Exercise directions: Repeat only the part of the lines that opens with the line containing "Seedling-scouting request: tag the green grass" and closes at the end of the lines, requests included, with every coordinate in the answers scaled by 2.2 and rounded to whole numbers, halves rounded up. Leave the pictures out.

Dataset:

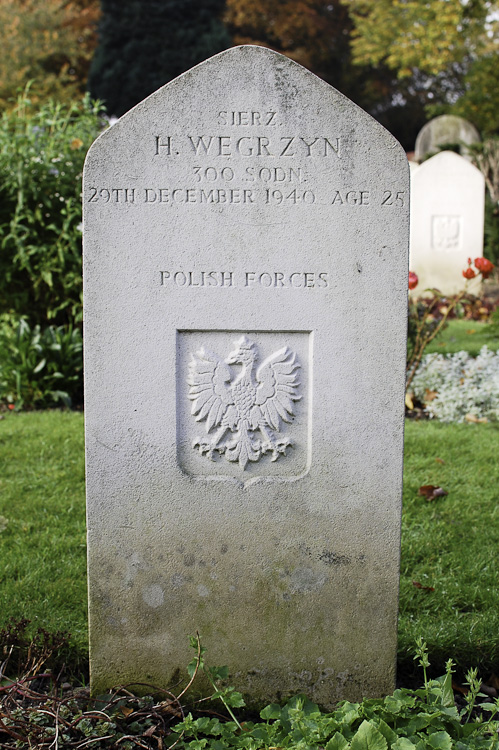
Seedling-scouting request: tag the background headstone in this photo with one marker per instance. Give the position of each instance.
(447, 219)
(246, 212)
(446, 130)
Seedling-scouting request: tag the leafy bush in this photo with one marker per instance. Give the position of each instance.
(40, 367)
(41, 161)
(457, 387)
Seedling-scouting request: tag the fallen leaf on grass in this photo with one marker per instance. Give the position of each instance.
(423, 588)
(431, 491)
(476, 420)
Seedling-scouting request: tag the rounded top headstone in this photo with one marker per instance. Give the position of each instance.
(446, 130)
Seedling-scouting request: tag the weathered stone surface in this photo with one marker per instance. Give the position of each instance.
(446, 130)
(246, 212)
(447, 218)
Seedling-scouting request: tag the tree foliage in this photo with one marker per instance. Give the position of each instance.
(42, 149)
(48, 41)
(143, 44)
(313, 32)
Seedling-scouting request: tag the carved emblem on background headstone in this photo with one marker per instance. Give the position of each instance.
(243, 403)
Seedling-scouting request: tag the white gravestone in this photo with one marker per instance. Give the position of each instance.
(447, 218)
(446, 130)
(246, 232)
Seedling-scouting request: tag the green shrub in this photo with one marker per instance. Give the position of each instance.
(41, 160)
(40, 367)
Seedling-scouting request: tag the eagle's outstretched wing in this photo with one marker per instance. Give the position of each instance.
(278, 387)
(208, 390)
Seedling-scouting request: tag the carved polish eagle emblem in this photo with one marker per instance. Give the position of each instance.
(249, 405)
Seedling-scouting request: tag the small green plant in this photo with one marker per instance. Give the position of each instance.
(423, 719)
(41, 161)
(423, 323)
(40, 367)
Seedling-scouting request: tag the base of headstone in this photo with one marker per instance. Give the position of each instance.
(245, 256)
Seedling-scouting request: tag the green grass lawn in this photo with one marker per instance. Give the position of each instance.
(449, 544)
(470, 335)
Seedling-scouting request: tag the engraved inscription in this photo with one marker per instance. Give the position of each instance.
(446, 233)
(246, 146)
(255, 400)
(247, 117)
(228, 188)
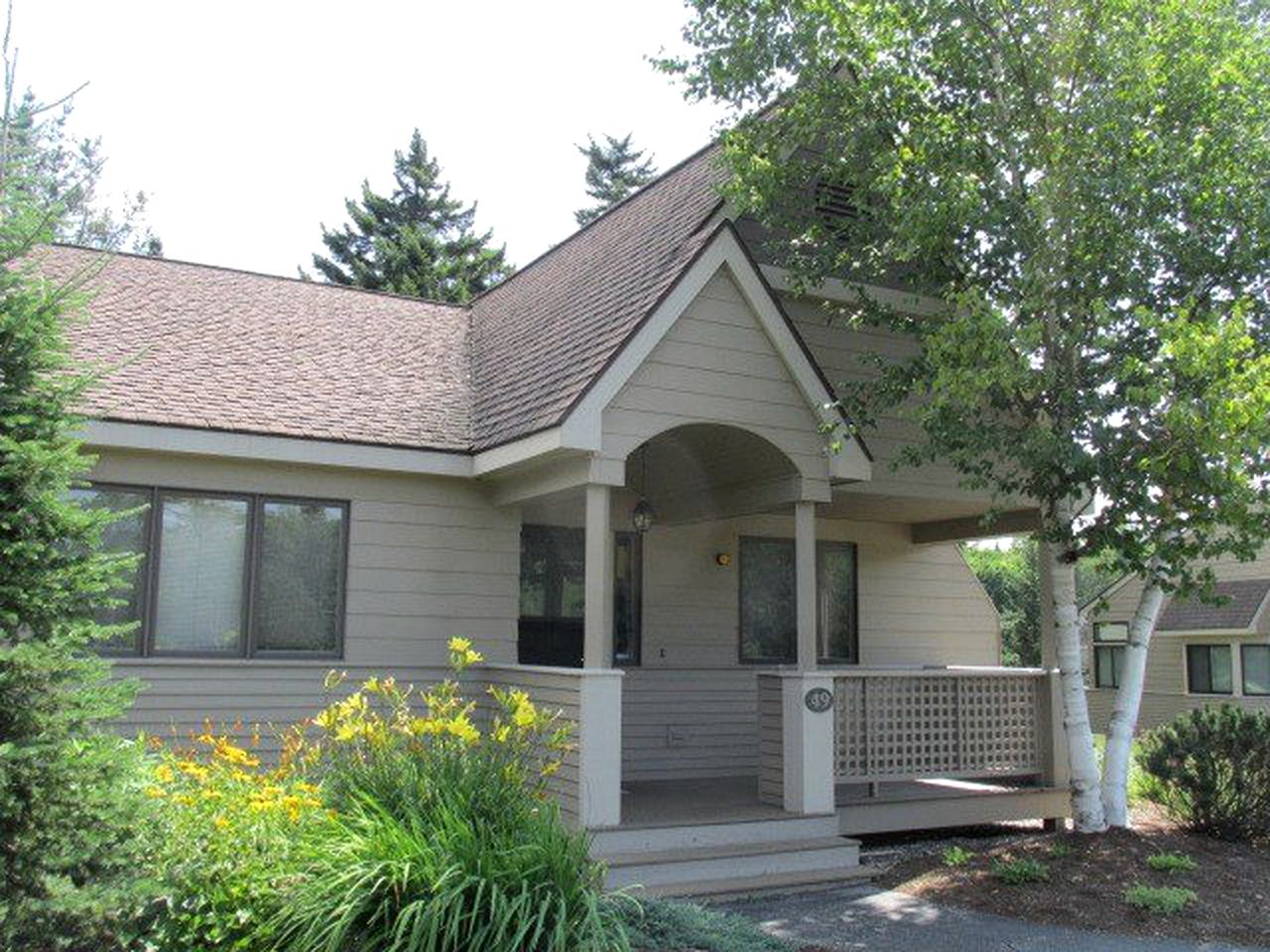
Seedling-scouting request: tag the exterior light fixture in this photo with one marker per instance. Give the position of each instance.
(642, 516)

Solution to the problem:
Seedling-scouting request: tag the green grass lawn in this photo with one marker per instance. Give the position of each instance.
(988, 1197)
(1034, 737)
Seedling-scouting request: tag the engraved inscription in this photo with one marker per instance. Give the position of each instance.
(981, 513)
(541, 321)
(561, 880)
(543, 257)
(502, 414)
Seedling-scouting request: tag the exterior light fixture in this photo with one marker per instance. Give the position of each instance.
(1412, 1135)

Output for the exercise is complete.